## Start Items
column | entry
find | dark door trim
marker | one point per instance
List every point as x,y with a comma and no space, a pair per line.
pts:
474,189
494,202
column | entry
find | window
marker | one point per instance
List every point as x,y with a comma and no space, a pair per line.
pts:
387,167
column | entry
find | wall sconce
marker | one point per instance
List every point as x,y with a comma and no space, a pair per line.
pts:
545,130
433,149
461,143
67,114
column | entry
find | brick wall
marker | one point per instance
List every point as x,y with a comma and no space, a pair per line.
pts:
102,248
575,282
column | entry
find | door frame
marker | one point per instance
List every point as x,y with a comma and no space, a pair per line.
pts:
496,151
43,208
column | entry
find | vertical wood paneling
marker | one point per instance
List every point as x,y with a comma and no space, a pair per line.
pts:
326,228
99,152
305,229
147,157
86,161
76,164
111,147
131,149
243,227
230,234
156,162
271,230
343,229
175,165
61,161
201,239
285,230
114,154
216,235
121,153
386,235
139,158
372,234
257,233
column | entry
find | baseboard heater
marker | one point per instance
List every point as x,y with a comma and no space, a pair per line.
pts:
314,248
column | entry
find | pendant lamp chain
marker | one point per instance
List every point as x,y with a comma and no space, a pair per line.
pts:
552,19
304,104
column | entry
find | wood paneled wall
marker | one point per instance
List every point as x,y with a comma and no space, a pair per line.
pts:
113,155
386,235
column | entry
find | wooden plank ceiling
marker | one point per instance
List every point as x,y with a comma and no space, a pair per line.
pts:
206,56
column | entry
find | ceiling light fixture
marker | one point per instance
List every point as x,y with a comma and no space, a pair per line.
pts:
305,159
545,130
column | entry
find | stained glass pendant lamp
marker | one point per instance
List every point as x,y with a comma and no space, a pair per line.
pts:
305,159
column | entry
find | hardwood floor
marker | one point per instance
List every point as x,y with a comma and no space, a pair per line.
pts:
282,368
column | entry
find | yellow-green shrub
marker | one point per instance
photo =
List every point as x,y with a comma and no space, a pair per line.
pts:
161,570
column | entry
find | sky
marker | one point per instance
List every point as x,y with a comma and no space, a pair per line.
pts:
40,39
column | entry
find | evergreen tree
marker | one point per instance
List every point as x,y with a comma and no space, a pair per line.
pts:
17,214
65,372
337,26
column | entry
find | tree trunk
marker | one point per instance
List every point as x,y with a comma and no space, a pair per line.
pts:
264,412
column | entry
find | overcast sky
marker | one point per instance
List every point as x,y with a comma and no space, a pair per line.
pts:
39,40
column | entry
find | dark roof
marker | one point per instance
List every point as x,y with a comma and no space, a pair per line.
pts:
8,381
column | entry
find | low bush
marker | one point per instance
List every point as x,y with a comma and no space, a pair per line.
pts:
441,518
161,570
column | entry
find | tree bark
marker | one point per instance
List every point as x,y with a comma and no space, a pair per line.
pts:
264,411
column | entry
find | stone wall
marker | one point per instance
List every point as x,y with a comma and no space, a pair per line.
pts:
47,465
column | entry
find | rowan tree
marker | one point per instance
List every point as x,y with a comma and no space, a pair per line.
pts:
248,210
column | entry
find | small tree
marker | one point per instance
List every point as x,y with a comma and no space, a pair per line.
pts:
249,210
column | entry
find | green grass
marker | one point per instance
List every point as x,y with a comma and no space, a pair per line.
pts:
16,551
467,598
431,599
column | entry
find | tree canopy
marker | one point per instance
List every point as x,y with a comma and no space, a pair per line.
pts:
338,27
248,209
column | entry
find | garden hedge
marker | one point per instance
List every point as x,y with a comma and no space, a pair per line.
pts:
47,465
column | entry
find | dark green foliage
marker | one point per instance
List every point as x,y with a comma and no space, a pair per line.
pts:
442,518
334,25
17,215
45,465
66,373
## End Items
Give an exact copy of all the data shown above.

## Full solution
column | entry
find | dark door trim
marker | one point per instance
List every point as x,y with a comma and no space, a pair per line.
pts:
474,189
494,202
column | entry
find | window
marker | one point per instance
List every point as x,y with a comma and no space, a pair per line.
pts:
387,167
column | entry
find | wall sconce
marker | one point per instance
List every point as x,y with a comma and no space, a pair per line.
pts:
545,130
433,149
461,143
67,114
column | entry
find | brick wall
marker | one point per instance
List every point as x,y with a comma and no space, a pair per line.
pts:
102,248
575,282
column | entry
find | door frame
marker | one point per instance
List every point as x,y with a comma and no space, a pair per line.
pts:
496,151
43,208
column | entry
find | vertical wood paneling
marker | one point per instance
List every point as x,y with a comma and no space, a pair per line.
pts:
326,228
99,152
305,229
147,157
86,161
76,164
111,147
131,149
243,227
230,234
156,162
271,230
343,229
175,165
61,161
201,239
285,230
114,154
216,235
121,153
386,235
139,158
372,234
257,233
column | entry
find | baseboard heater
marker | one point per instance
List every point as x,y with a comma and no space, a pair per line.
pts:
314,248
column | entry
find | pendant lamp chain
marker | one point per instance
List every point as x,y with a comma and no space, a pair per line.
pts:
552,19
304,104
column | entry
find | wood paneled wall
marker | one point per instance
List every point as x,y with a comma and no space, a pair per line.
pts:
113,155
386,235
column | entry
find | wooden plank ceiling
marker | one point per instance
List every point as x,y with a comma and no space, a pair per line.
pts:
206,56
column | entry
find | ceiling light fixture
marker | one point per instance
List every point as x,y with a comma and no space, a pair per line.
pts:
305,159
545,130
column | entry
find | stained glass pendant lamp
marker | one point per instance
List every point as x,y with a comma and no space, a pair per line.
pts:
305,159
column | entry
find | hardwood floor
marker | one point per instance
List every point as x,y with a comma and no space, a pair per line.
pts:
282,368
column | entry
find | yellow-green shrub
marker | one point per instance
photo =
List every point as x,y with a comma and no space, a pair per line.
pts:
161,570
column | entry
find | sky
marker | one point per instance
List every point as x,y with a comma and no space, a pair per line.
pts:
40,39
column | entry
find | evergreen tree
marker | one point per instance
List every point as x,y with a comma and no space, a pair per line.
pts:
17,214
65,372
337,26
column | entry
find | tree trunk
marker | one point per instance
List every point as x,y with a comma and no space, a pair per line.
pts:
264,412
column | entry
find | overcast sky
marker | one point per instance
List every point as x,y with a comma and no space, a pair per line.
pts:
39,40
column | entry
find | dark roof
marker | one point per instance
List every point as x,y with a comma and no space, a pair per line.
pts:
8,381
column | entry
find | low bush
marker | one point per instance
List every point as x,y with a comma and no space, a pair per line.
pts:
441,518
161,570
column | entry
find | tree bark
marker | one point per instance
List every point as x,y with a comma and no space, a pair per line.
pts:
264,411
column | entry
find | stone wall
marker | one point per instance
List every point as x,y with a comma and no space, a pair per line.
pts:
47,465
column | entry
find | rowan tree
marker | one point per instance
List every point as x,y with a comma and no space, a pair per line.
pts:
248,210
column | entry
find | small tree
marker | one point per instance
List every point as x,y with a comma and no space, a pair per line.
pts:
249,210
column | entry
find | green grass
marker | one point per instance
List every point as x,y with a comma and no space, a pair per line.
pts:
16,551
467,598
431,599
column | entry
find | tree canopy
marker | one point per instance
List every point as x,y with a comma and no space, a pair per line.
pts:
338,27
248,209
column | entry
find | garden hedge
marker | one point per instance
List every point as x,y with a comma and no space, a pair per line.
pts:
47,465
column | entry
find | dark green foliage
marker | one point per instance
List every point as x,y with a comma and no space, a pair per line.
pts:
442,518
334,25
17,215
45,465
66,373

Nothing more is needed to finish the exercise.